#### Exercise goal:
Among the entries below, take the line with "Query: water reflection" and the line with "point_to(query) locates the stone", and output them and every line between them exactly, with nothing else.

┄┄┄┄┄┄

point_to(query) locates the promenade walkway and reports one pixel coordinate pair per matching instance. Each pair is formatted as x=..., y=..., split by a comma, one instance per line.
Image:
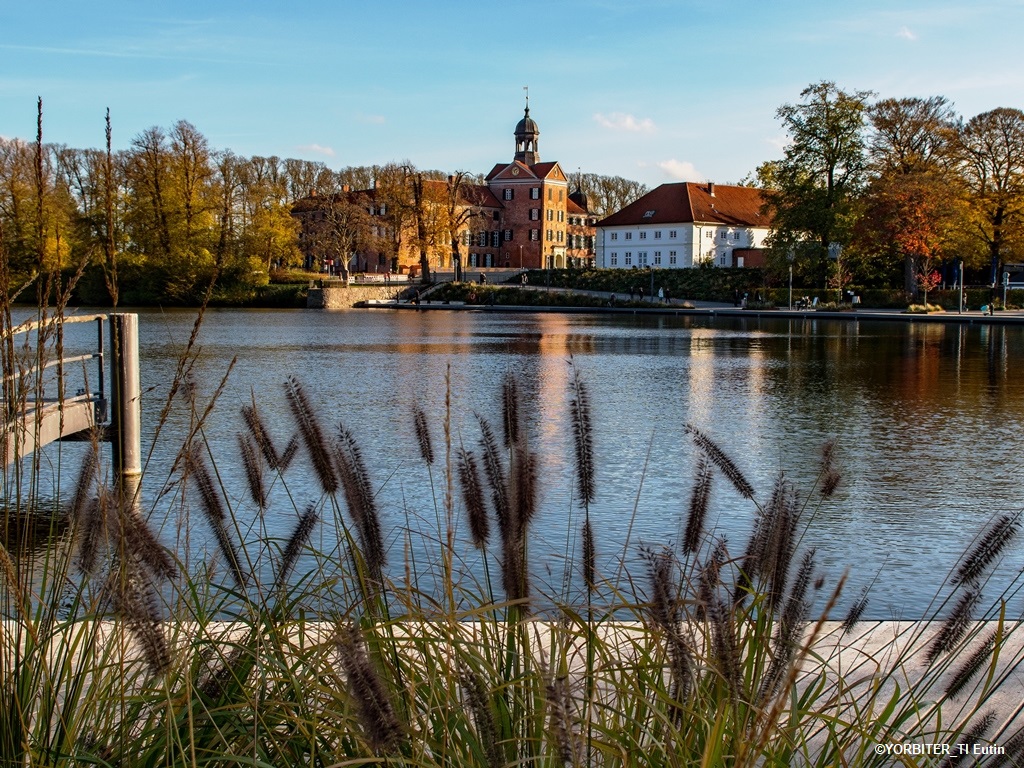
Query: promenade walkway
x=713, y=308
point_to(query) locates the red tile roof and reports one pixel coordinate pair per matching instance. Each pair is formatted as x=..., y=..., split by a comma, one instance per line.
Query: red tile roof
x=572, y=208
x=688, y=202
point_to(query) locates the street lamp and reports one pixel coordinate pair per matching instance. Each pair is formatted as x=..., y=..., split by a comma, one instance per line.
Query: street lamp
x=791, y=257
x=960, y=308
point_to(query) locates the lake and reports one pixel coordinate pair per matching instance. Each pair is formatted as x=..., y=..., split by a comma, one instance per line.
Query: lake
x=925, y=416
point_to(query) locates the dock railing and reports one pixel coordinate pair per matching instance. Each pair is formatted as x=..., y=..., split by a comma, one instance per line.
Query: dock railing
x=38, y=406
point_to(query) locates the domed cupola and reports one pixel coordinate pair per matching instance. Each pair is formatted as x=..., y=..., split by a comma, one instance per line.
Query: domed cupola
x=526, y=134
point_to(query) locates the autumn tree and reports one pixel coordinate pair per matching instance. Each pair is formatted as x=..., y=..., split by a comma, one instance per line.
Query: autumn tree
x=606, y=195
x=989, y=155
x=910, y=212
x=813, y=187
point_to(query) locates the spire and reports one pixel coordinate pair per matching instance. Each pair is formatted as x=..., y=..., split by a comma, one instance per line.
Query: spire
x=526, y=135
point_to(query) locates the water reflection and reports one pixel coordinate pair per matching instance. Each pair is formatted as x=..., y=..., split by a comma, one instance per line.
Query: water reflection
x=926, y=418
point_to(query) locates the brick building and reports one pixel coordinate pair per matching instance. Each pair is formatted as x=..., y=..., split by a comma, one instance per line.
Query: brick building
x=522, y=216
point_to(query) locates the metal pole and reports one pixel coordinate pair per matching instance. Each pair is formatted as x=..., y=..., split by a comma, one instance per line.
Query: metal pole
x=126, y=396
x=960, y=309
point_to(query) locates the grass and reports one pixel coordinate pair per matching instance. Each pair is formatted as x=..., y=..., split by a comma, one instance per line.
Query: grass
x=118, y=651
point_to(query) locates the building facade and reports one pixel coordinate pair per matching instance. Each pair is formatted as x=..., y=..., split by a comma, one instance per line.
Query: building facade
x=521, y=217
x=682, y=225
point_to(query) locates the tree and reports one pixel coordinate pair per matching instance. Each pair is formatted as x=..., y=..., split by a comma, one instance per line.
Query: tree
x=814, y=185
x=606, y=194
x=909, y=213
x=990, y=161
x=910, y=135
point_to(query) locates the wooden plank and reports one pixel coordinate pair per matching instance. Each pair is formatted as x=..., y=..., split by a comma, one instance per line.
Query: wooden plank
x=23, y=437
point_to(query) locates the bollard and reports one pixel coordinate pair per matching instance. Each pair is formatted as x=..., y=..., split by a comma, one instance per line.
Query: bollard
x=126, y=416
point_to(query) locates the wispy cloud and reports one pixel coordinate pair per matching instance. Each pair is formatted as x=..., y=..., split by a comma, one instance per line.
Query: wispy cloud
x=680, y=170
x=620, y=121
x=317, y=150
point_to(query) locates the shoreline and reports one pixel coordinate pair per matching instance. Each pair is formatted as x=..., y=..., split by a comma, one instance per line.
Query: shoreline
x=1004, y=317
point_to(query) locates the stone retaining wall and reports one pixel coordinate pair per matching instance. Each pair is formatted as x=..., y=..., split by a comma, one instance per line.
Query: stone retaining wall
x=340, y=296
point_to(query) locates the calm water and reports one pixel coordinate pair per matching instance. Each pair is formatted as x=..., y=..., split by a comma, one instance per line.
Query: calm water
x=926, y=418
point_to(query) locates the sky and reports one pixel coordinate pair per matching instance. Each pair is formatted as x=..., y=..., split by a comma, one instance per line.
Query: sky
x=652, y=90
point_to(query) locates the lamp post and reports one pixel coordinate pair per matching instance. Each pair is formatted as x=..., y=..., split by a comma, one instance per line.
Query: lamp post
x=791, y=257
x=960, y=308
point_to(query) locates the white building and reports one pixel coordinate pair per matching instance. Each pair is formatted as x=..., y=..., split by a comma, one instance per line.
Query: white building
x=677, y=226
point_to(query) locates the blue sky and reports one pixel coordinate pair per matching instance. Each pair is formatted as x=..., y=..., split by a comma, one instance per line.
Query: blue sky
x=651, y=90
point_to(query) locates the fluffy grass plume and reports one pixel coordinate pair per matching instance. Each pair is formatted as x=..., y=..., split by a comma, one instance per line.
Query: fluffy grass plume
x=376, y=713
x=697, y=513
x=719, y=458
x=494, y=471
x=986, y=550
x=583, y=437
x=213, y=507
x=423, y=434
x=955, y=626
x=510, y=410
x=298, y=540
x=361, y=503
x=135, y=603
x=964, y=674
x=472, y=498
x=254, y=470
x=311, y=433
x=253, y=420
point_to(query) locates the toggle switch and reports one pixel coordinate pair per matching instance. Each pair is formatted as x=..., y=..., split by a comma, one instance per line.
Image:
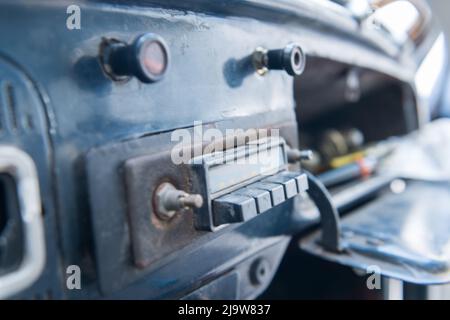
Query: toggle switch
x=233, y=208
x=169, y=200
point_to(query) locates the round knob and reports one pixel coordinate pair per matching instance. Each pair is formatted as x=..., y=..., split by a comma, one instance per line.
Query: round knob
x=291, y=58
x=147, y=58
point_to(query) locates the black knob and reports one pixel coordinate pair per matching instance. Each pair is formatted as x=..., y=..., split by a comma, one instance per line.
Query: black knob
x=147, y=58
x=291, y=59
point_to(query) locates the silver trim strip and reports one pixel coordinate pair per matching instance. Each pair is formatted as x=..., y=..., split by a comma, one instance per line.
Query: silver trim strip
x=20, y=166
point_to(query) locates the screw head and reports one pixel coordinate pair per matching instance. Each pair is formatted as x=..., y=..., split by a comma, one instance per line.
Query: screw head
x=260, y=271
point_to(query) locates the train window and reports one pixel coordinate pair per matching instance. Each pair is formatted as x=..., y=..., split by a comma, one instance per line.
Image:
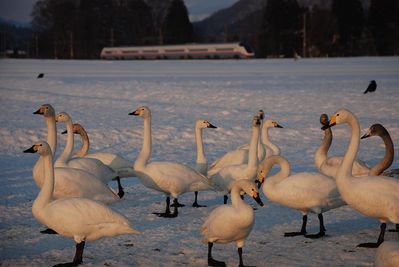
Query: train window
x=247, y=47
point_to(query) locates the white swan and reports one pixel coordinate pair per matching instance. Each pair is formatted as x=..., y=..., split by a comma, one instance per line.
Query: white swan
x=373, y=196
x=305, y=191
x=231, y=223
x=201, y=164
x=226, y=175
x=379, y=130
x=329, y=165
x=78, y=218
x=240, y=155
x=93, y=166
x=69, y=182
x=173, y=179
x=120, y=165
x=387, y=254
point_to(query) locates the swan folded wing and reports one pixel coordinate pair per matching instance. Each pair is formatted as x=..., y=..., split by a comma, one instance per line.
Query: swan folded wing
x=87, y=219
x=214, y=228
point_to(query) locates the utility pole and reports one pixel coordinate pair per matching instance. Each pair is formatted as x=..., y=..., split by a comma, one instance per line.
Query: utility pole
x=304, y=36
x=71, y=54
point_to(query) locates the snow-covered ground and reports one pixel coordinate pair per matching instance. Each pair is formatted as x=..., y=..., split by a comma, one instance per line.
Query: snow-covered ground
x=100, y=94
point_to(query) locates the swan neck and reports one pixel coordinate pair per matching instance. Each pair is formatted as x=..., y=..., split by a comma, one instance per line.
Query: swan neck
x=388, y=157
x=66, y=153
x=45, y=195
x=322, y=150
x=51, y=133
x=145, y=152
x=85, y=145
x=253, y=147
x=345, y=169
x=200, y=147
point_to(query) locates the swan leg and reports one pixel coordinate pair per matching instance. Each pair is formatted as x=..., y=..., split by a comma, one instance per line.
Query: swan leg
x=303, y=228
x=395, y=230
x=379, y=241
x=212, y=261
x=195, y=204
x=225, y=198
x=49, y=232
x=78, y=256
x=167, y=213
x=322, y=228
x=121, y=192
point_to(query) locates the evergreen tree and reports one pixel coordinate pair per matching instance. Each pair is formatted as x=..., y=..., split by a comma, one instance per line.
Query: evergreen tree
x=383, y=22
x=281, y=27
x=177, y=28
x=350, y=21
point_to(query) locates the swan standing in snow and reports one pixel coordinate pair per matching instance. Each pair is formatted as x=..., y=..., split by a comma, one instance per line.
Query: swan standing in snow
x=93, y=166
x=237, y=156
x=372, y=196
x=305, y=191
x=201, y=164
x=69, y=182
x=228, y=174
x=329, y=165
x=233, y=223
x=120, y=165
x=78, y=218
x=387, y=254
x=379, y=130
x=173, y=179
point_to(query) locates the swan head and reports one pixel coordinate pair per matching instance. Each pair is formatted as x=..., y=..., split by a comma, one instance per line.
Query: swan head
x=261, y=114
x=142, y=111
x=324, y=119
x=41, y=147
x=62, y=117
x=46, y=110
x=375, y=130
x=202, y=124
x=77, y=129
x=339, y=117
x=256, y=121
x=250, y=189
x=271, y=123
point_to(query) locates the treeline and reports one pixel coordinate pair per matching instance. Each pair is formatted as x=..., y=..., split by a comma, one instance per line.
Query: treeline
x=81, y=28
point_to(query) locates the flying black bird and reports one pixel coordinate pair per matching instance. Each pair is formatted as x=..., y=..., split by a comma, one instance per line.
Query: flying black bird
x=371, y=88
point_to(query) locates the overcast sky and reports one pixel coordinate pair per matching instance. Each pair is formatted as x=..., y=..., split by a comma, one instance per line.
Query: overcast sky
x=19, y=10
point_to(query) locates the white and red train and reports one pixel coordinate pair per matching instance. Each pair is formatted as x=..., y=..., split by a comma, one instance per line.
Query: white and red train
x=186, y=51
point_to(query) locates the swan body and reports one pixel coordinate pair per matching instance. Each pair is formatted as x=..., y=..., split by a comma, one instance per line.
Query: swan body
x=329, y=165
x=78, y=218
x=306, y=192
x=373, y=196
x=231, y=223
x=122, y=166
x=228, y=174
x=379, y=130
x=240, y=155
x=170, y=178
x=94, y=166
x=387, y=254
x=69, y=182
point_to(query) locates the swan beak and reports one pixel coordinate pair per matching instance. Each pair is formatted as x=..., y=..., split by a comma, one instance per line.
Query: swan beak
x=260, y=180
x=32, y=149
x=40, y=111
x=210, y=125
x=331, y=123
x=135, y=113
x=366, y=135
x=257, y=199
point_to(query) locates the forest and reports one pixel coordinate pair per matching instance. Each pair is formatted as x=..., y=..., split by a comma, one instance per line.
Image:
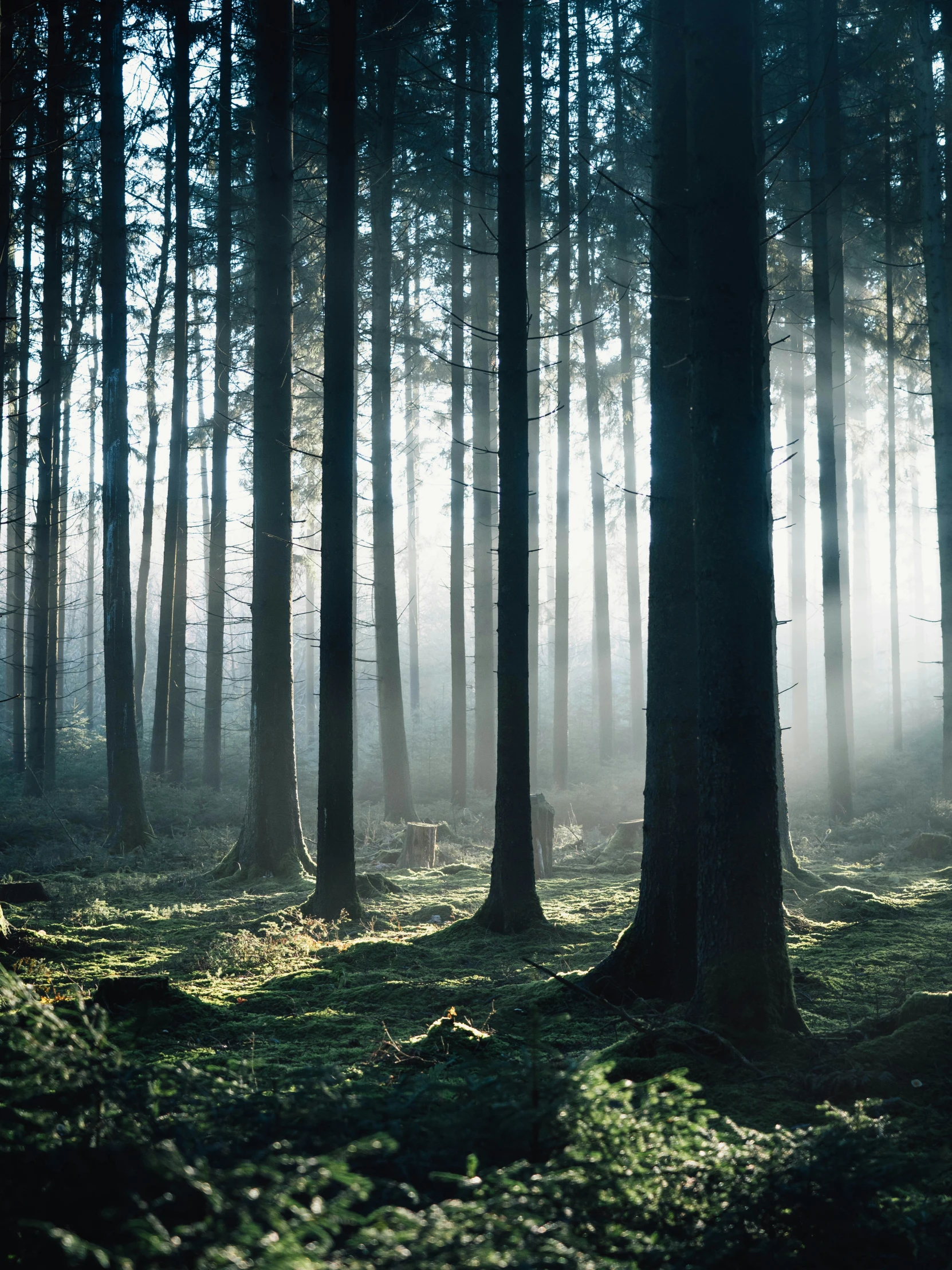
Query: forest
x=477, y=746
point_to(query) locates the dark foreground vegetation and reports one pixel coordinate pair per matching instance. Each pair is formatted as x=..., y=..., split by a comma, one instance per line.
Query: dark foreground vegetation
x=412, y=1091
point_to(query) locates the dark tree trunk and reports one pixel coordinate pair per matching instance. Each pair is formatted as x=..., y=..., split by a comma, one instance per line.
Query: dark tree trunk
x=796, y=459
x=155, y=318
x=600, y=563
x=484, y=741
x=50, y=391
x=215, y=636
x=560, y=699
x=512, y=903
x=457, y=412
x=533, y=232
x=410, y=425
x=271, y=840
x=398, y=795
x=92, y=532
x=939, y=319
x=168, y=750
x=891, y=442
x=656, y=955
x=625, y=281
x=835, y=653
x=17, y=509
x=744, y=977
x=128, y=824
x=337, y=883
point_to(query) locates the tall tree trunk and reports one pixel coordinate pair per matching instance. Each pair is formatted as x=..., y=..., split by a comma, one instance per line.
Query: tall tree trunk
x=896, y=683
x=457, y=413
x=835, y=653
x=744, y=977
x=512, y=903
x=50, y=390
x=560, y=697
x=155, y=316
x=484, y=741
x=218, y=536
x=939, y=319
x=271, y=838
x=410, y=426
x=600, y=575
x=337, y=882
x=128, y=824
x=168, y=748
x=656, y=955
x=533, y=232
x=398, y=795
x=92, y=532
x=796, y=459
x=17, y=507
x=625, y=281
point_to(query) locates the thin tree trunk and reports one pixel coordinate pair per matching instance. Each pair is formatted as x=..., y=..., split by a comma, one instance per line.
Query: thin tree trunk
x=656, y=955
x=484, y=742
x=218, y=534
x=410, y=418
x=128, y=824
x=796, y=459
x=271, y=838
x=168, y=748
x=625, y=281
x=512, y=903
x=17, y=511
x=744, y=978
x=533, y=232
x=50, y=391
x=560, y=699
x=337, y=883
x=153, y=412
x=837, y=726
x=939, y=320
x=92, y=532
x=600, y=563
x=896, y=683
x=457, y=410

┄┄┄┄┄┄

#### Response to this task:
Query: water reflection
x=926, y=418
point_to(query) locates the brick building and reports one pixel coordinate pair per matching instance. Each pair is formatted as x=..., y=..., split by a comma, one instance per line.
Query: brick building
x=522, y=216
point_to(query) locates the metal pole and reports one pixel coordinate pair per matching instance. Each pair is formatted as x=..., y=..., split by a comma, one instance per line.
Query: metal pole
x=126, y=396
x=960, y=309
point_to(query) locates the grass and reports one pixel coordinate pair per matching instance. Each pair is formatted as x=..., y=..., split by a comma, one instance per line.
Query: grass
x=118, y=651
point_to(query) locates the building facade and reports one pixel coordinate pair per matching instance. Each pair is formatted as x=..., y=..., split by a comma, one instance per line.
Query: building facade
x=521, y=217
x=682, y=225
point_to(query) locates the tree and reports one pixel coordinate pair per matching instance. Each pair is formatted as x=..., y=..., split by a comma, one instance per line.
Query: tree
x=814, y=185
x=606, y=194
x=909, y=213
x=990, y=161
x=910, y=135
point_to(query) locates the wooden plank and reports one pixel coordinate pair per matching instance. Each pair is formatted as x=..., y=..., split by a comma, one instance per line.
Query: wooden plank
x=23, y=437
point_to(query) locates the bollard and reports one pixel coordinate pair per matching instance. Each pair is formatted as x=..., y=..., split by a comma, one instance per line.
Query: bollard
x=126, y=416
point_to(query) locates the wispy cloud and reports one pixel coordinate pair per matching instance. Each pair is formatted as x=..., y=..., split by a comma, one instance per line.
Query: wispy cloud
x=680, y=170
x=620, y=121
x=317, y=150
point_to(query) locates the shoreline and reports one pixel coordinate pair per matching instance. Each pair is formatted as x=..., y=..., split by a comma, one instance per line.
Query: shoreline
x=1004, y=317
point_to(query) locates the stone retaining wall and reports one pixel coordinate pair per matching instance. Each pair is formatted as x=..., y=..., split by a comma, one instance per line.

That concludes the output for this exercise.